- Material shown:

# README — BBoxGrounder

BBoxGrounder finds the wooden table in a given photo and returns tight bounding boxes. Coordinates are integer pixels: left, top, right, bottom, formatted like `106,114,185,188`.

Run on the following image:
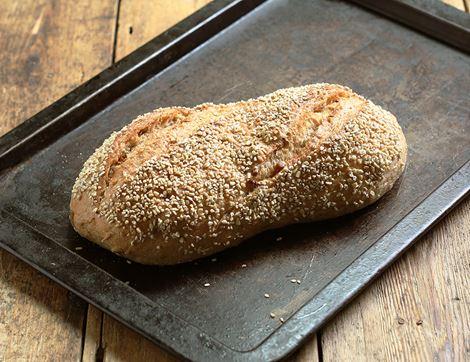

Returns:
0,1,468,360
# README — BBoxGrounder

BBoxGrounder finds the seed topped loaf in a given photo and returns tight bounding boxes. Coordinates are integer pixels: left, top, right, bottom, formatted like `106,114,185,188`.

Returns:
70,83,407,265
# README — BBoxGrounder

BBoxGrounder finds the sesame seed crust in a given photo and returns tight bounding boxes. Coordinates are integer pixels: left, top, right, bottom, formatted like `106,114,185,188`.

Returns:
70,83,407,265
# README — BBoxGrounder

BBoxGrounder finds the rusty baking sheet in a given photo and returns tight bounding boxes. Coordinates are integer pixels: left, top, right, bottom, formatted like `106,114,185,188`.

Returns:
0,0,469,360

- Instructions to follow: Pick out each line in the material containing "Coordinates".

- Written reply:
BBoxGrounder finds the wooden table in a given photo and returns tight bounding boxes. Coordinates are integer pixels: left, top, right, bottom, formatted like `106,114,185,188`.
BBoxGrounder finds the seed topped loaf in a given photo and returns tight bounding boxes. Coordinates are integer pixels: left, top, right, bottom, formatted like `106,114,185,188`.
BBoxGrounder finds the sesame seed crust in a given photo and returns tight bounding boxes. Coordinates are integer pixels: left, top, right, bottom, formatted like `106,114,185,188`.
BBoxGrounder finds the rusty baking sheet in a given photo and returns tight bounding boxes. Coordinates are integer pixels: left, top, right, bottom, formatted like `106,114,185,188`.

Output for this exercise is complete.